Excerpted passage:
A sound public education system should also mean free college tuition--as long as the student is doing well and making progress--and freedom from debt. 

The Path to Reform

Specifically, the American system of education should be reformed as follows:

  1. End the requirement that a student's residence limits where the student may attend a public school within a state;
  2. Discontinue the use of property taxes to pay for K12 schools;
  3. Provide each child with a Child Care and Education Account, valued at approximately $10,000 per year on average from Kindergarten through 12th grade;
  4. Increase the dollar value of the Account for students who special education needs, and lower incomes, in ways that increase economic and racial diversity;
  5. Allow parents to use the dollars in the Account to enroll their children in any K12 school in the state that has been found by a state school certification agency to meet rigorous, statewide standards of (A) safety, (B) teacher and staff certification, and (C) annual academic achievement gains for the overwhelming majority of its students, according to regional or state K12 school inspection and certification agencies.

High school graduates who qualify for college, and maintain satisfactory grade point averages, would be able--starting at age 18--to use the Account to pay for college tuition. The account's dollar value, for this purpose, would equal the average tuition at a public college in the state. This amount could be used to pay for tuition at any public or private college in the U.S. that has been found by a respected college certification agency to meet high standards of excellence.

Any state would be free to "top up" the account's dollar value if it wished to make it easier for its college students to pay for the higher tuition charged at more costly colleges, whether public or private. Students would not repay society via debt, but through the higher productivity--and taxes--they contribute as workers in a better-educated workforce and stronger economy.

Paying for Educational Equity

Finally, the financing of child care, K12 education, and college education should be reformed. Local property taxes, regressive and unequal, have no business paying for child care or education.

Through 12th grade, the financing of Child Care and Education Accounts should be shifted to the broader, fairer tax bases of state government.

Beyond high school (except for any "top up" that states may provide to increase the dollar value of the college portion of the account), the federal government should pay for the college portion of the Child Care and Education Account. Many students leave the states where they receive a college education to take jobs in other states. It therefore makes sense that the cost of making college tuition-free (or nearly so), and eliminating college debt, should be absorbed by the federal government. Its tax system will in time reap the biggest benefits as better-educated workers and a more robust economy generate higher federal payroll and income taxes.

None of these policies will make any child worse off. All students will gain more public school options (as defined above). Public accountability for quality and outcomes will improve. To the extent that equalization of per-pupil funding may reduce the amounts that certain high-income school districts now spend, the difference could be made up--if those wealthy communities really want--by using municipal tax dollars. Overall, local property taxes will decline sharply, as the cost of K12 education is shifted entirely from taxing property to states' broader tax bases Finally, students who want to attend college will no longer turn away because of the cost, and will no longer graduate with a mountain of debt.

The only obstacle is fear, which we should never allow to shortchange the well-being and the hopes of our children.

Brief: Reproduce verbatim the portion of the education reform passage between "High school graduates" and "standards of excellence.", inclusive.

Recorded data:
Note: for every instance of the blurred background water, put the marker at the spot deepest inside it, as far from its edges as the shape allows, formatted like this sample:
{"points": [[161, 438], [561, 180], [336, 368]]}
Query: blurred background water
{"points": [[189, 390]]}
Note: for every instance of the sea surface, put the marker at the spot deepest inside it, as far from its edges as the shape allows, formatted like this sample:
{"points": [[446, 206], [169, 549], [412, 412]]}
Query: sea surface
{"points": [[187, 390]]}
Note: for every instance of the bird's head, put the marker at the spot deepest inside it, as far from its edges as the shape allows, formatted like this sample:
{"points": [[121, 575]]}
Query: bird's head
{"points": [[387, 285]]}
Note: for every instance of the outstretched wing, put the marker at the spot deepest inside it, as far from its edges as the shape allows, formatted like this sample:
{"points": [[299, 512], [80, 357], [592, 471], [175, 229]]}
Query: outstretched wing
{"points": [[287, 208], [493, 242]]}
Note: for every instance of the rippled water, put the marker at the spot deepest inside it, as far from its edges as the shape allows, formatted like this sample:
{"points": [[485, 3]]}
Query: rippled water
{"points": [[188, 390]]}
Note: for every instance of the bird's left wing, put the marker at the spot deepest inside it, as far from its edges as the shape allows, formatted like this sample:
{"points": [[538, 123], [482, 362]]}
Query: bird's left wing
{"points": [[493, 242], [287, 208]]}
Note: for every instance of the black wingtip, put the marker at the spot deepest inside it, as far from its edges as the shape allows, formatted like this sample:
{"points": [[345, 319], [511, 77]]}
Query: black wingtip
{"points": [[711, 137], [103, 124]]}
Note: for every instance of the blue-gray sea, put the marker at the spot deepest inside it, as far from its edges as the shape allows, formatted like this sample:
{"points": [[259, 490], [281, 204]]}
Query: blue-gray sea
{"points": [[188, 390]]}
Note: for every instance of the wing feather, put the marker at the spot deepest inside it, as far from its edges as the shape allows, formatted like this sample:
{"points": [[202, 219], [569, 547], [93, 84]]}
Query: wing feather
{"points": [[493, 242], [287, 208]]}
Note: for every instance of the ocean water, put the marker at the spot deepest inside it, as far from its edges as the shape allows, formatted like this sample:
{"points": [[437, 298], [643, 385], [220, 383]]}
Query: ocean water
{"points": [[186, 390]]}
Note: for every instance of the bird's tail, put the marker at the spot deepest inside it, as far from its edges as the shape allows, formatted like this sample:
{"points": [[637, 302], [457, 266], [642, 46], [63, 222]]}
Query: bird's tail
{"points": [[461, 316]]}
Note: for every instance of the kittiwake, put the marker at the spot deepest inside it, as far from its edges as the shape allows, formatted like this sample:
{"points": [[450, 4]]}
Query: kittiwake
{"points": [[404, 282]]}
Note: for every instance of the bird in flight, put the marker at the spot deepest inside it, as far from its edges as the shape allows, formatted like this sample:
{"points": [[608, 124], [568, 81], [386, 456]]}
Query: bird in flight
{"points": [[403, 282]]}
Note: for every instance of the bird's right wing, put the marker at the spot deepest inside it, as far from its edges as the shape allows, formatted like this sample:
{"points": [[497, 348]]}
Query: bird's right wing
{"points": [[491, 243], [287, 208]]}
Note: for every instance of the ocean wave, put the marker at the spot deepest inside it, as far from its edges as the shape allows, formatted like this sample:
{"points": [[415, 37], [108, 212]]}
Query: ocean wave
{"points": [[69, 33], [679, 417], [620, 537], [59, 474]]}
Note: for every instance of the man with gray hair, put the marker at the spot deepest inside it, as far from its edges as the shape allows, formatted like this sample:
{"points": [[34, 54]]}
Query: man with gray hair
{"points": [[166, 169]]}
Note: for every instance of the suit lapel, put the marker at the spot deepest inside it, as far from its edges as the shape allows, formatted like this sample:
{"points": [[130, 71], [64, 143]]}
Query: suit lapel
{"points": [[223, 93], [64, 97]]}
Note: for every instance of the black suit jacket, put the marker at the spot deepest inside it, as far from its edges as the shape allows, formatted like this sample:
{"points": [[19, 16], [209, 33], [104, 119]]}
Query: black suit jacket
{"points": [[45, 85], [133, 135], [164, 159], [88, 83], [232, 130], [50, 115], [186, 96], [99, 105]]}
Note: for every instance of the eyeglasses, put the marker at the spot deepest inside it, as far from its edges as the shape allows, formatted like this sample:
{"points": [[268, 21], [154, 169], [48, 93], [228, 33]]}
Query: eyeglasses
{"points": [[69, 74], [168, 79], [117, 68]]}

The completed task:
High school graduates who qualify for college, and maintain satisfactory grade point averages, would be able--starting at age 18--to use the Account to pay for college tuition. The account's dollar value, for this purpose, would equal the average tuition at a public college in the state. This amount could be used to pay for tuition at any public or private college in the U.S. that has been found by a respected college certification agency to meet high standards of excellence.